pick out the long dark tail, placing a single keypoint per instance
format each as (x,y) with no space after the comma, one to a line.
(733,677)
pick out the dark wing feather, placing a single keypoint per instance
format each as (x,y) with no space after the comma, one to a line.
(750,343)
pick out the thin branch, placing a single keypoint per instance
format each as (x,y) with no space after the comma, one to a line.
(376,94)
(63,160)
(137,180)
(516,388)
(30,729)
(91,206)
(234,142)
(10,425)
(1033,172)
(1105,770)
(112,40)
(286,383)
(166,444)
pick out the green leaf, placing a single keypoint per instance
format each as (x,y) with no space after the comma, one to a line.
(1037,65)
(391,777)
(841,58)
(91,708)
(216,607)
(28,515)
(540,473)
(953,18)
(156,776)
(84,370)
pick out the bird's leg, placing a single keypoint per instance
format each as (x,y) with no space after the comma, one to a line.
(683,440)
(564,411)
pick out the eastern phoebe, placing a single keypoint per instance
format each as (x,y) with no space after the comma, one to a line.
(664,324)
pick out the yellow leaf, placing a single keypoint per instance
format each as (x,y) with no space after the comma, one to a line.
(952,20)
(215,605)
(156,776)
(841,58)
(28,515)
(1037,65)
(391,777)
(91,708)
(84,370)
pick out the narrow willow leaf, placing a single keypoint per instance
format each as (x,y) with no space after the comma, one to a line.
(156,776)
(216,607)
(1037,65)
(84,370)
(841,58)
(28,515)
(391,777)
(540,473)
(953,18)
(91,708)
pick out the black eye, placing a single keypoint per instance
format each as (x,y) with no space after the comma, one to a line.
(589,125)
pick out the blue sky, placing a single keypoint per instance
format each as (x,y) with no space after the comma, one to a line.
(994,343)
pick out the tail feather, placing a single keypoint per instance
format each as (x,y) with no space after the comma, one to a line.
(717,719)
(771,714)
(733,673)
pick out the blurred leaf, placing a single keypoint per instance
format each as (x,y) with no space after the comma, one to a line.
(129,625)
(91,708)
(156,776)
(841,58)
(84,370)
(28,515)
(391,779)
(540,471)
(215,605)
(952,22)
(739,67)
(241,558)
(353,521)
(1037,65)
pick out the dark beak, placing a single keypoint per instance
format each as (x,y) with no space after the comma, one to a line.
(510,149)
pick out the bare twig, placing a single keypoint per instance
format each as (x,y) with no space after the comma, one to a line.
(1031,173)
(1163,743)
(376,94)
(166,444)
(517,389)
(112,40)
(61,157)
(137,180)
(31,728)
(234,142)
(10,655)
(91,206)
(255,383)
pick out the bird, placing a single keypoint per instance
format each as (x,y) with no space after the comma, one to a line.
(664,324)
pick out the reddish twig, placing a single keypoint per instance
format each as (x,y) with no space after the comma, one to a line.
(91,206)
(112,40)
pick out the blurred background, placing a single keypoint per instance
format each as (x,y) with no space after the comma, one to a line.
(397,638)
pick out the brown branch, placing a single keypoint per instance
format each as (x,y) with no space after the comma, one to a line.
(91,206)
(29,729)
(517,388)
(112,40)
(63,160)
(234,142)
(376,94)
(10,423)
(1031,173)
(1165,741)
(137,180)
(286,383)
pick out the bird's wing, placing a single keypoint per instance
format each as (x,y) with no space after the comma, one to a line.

* * * * *

-- Ejercicio propuesto --
Convierte todas las líneas del listado de arriba en una lista numerada, sin incluir las líneas en blanco.

-- La respuesta --
1. pick out the long dark tail, placing a single keypoint per instance
2. format each as (x,y) with no space after the comma, one to a line.
3. (733,677)
4. pick out the dark wing feather, placing a single keypoint per instance
5. format each as (x,y) with no space after the comma, one to a line.
6. (750,343)
7. pick out the thin branch, placing a single keypoint per instance
8. format each as (x,y) with no space after the comma, one to a line.
9. (376,94)
10. (63,160)
11. (137,180)
12. (516,388)
13. (30,729)
14. (91,206)
15. (234,142)
16. (10,425)
17. (1033,172)
18. (1105,770)
19. (112,40)
20. (286,383)
21. (166,444)
22. pick out the green leaf, placing a single keypoint per instance
23. format each as (x,y) with no space after the comma, one to a line.
24. (1037,65)
25. (391,777)
26. (841,58)
27. (91,708)
28. (216,607)
29. (28,515)
30. (540,473)
31. (953,18)
32. (156,776)
33. (84,370)
34. pick out the bird's leg, placing a single keypoint per instance
35. format each as (x,y) with no space after the comma, one to a line.
36. (683,440)
37. (564,411)
38. pick out the eastern phoebe, placing a single keypoint per instance
39. format each as (x,y) with no space after the comma, one to a line.
40. (664,324)
41. pick out the yellow leaf, placing a single keypoint per instance
42. format each as (x,y) with no space after the comma, one to a line.
43. (952,20)
44. (215,605)
45. (156,776)
46. (841,58)
47. (28,515)
48. (1037,65)
49. (391,777)
50. (91,708)
51. (84,370)
52. pick out the narrow willow leaf, placing a single keypoint per instance
53. format each as (x,y) with no space after the comma, one to a line.
54. (156,776)
55. (216,607)
56. (1037,65)
57. (84,370)
58. (841,58)
59. (28,515)
60. (391,777)
61. (540,473)
62. (953,18)
63. (91,708)
64. pick out the black eye, placing a single keypoint per instance
65. format each as (x,y) with no space after the comma, one to a line.
66. (589,125)
67. pick out the blue sky, placing a single keypoint per instance
68. format each as (x,y) with no space after the comma, one to a line.
69. (994,343)
70. pick out the tail feather, placing a single keypoint per instance
71. format each as (x,y) with no space after the comma, one to a line.
72. (717,719)
73. (771,714)
74. (733,673)
75. pick out the blurred leaf, placing a single keypoint per instance
76. format each as (x,y) with no space after the comma, one to a line.
77. (129,625)
78. (91,708)
79. (156,776)
80. (841,58)
81. (84,370)
82. (28,515)
83. (391,779)
84. (540,471)
85. (215,605)
86. (952,22)
87. (739,67)
88. (241,558)
89. (353,521)
90. (1037,65)
91. pick out the dark beak, placing a single keypoint per instance
92. format each as (x,y) with no space after the comma, one to a line.
93. (510,149)
94. pick out the bare twig, placing a single keypoint per instance
95. format each as (x,y) with no space after the comma, one to a line.
96. (1031,173)
97. (1163,743)
98. (376,94)
99. (166,444)
100. (517,389)
101. (112,40)
102. (61,157)
103. (137,180)
104. (31,728)
105. (234,142)
106. (10,655)
107. (91,206)
108. (255,383)
109. pick out the bird, placing a single keypoint per instance
110. format each as (x,y) with no space after the comma, one to a line.
111. (664,324)
112. pick out the reddish twig, placing a single keypoint per instance
113. format each as (x,y) with no space after the comma, one to a line.
114. (91,206)
115. (112,40)
116. pick out the blurred background, placing a single keypoint per instance
117. format each as (x,y) with no space after the comma, one to a line.
118. (397,638)
119. pick out the brown branch, placing a single keypoint per instance
120. format each as (x,y) with no space after the comma, one to a line.
121. (91,206)
122. (29,729)
123. (517,388)
124. (112,40)
125. (63,160)
126. (234,142)
127. (376,94)
128. (10,423)
129. (1031,173)
130. (1165,741)
131. (137,180)
132. (286,383)
133. pick out the bird's wing, placing a single keypoint per instance
134. format each as (x,y) with no space after the comma, one to a line.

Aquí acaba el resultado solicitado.